● **What the task requires**: Apart from the pictures, which must be omitted, restate the data exactly.

● **Point-per-instance localization data**:
****************************************

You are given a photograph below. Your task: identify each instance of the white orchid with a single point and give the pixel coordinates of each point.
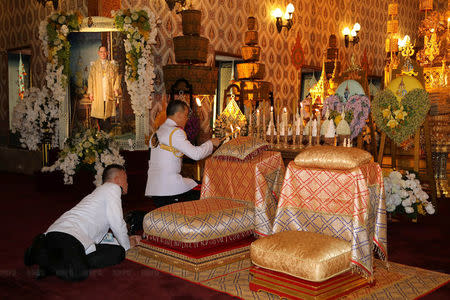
(409, 210)
(65, 30)
(140, 97)
(61, 19)
(430, 209)
(405, 194)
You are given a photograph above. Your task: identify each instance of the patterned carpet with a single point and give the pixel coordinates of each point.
(399, 282)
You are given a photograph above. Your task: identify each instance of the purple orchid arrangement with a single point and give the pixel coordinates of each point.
(192, 127)
(333, 103)
(357, 109)
(360, 106)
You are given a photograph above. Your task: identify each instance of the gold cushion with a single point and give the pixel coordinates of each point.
(306, 255)
(241, 148)
(194, 223)
(332, 158)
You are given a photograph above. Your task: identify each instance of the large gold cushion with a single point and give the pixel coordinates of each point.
(333, 158)
(306, 255)
(241, 148)
(197, 223)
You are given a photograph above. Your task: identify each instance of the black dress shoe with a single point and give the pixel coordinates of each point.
(32, 253)
(27, 258)
(43, 272)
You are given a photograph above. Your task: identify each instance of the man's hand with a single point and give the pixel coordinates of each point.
(216, 141)
(134, 240)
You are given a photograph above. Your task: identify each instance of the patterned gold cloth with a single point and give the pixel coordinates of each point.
(345, 204)
(241, 148)
(256, 182)
(307, 255)
(195, 222)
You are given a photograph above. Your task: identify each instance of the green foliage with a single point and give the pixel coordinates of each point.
(385, 105)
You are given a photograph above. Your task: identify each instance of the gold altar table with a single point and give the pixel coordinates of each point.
(255, 182)
(348, 205)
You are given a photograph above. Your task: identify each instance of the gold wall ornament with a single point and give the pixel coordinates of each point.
(432, 46)
(408, 49)
(407, 52)
(318, 91)
(392, 26)
(229, 120)
(393, 9)
(426, 5)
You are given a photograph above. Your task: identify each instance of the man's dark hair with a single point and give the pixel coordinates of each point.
(110, 172)
(175, 106)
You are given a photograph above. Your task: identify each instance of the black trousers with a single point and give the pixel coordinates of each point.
(190, 195)
(63, 255)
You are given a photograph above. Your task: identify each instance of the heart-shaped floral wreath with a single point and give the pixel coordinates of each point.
(399, 119)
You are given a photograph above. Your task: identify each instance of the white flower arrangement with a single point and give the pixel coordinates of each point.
(139, 27)
(92, 150)
(404, 195)
(35, 118)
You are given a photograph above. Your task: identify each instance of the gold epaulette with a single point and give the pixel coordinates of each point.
(169, 148)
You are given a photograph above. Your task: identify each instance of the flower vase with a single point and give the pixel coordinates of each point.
(45, 147)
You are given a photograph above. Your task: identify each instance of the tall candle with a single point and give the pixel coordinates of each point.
(284, 117)
(314, 127)
(297, 124)
(318, 125)
(257, 118)
(271, 114)
(264, 120)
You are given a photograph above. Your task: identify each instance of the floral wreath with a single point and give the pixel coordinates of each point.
(400, 118)
(356, 109)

****************************************

● **Solution**:
You are given a photograph below. Your task: identify each instance of the white orchid with a single point and give the pixel coordinates of each point.
(409, 210)
(65, 30)
(140, 97)
(61, 19)
(430, 209)
(405, 194)
You are given a photograph above. Your task: identify each instance of the patterned carpet with a single point and give the pixel coordinates of each point.
(399, 282)
You are given a photograph above. Your task: identify each instance of the purple orchid arrangement with a single point and give the pixel coordinates of each point.
(192, 127)
(333, 103)
(357, 109)
(360, 106)
You are given a photograph above. Your task: identify each instance of the gold cushion with a single point and give the pixel coordinates of each point.
(306, 255)
(241, 148)
(194, 223)
(332, 158)
You are given a photograph above. Your task: identify each instance of the large gold cushion with a single point and give the pixel coordinates of each point.
(333, 158)
(306, 255)
(241, 148)
(197, 223)
You are given a photograph above. Your task: identify each instance of the black dress shoe with a single point and give the pixel coordinates of each point.
(32, 253)
(27, 258)
(43, 272)
You are given a photograph above. Your task: identify each instance of the man's hand with a single point and give the pixel coordinates of each point.
(216, 141)
(134, 240)
You are given a photograph above. Your task: identify each instance of the patterned gold cloth with a single point and give the pixel coordinates of each point.
(345, 204)
(241, 148)
(256, 182)
(307, 255)
(195, 222)
You are given a photograph above. Your task: identify each instance of the green foliage with a single point and give the pixel coordinates of each point.
(385, 105)
You are given a photograph above. Your task: identify each instance of the gold altar table with a single point and give the pixel coordinates of each point.
(255, 182)
(348, 205)
You are given a photograph above. Your task: identify each instance of the gold wall ornament with a single point and give the pixel coordinates of each point.
(432, 46)
(408, 49)
(407, 52)
(318, 91)
(392, 26)
(229, 120)
(393, 9)
(426, 5)
You are given a photograph above. Your task: identify each instance of the man's dark hair with a single point and give the pixel coordinates of each point.
(110, 172)
(175, 106)
You are given a photograph above. Your task: identify each instance of the black trousers with a single point and give the pixel coordinates of each point.
(190, 195)
(63, 255)
You are given a photograph above. Your task: identify each instance of the heart-shaped floral wreath with a single point and give the pixel coordinates of each point.
(399, 119)
You are given a photograph above. Your task: identify each instance of the white flower arrangement with a single point and give the pixel coordinates of each point.
(139, 27)
(92, 150)
(404, 195)
(35, 118)
You are given a photograph above. Your task: identify each instance of the gold epaulette with a single point and give the pixel coordinates of each point.
(169, 148)
You are given a photograph above. Your task: identify each instance of the flower vase with a single point and give the pixel coordinates of each point.
(45, 147)
You are given a photograph above. Your task: identify each instance of the tall candle with a single point and give the pixel coordinates of each point.
(284, 117)
(314, 127)
(297, 124)
(318, 125)
(257, 118)
(271, 114)
(264, 120)
You are given a photograph above. Your task: identify each instance of the floral wreath with a single point and give the pixel coordinates of each point.
(400, 118)
(356, 109)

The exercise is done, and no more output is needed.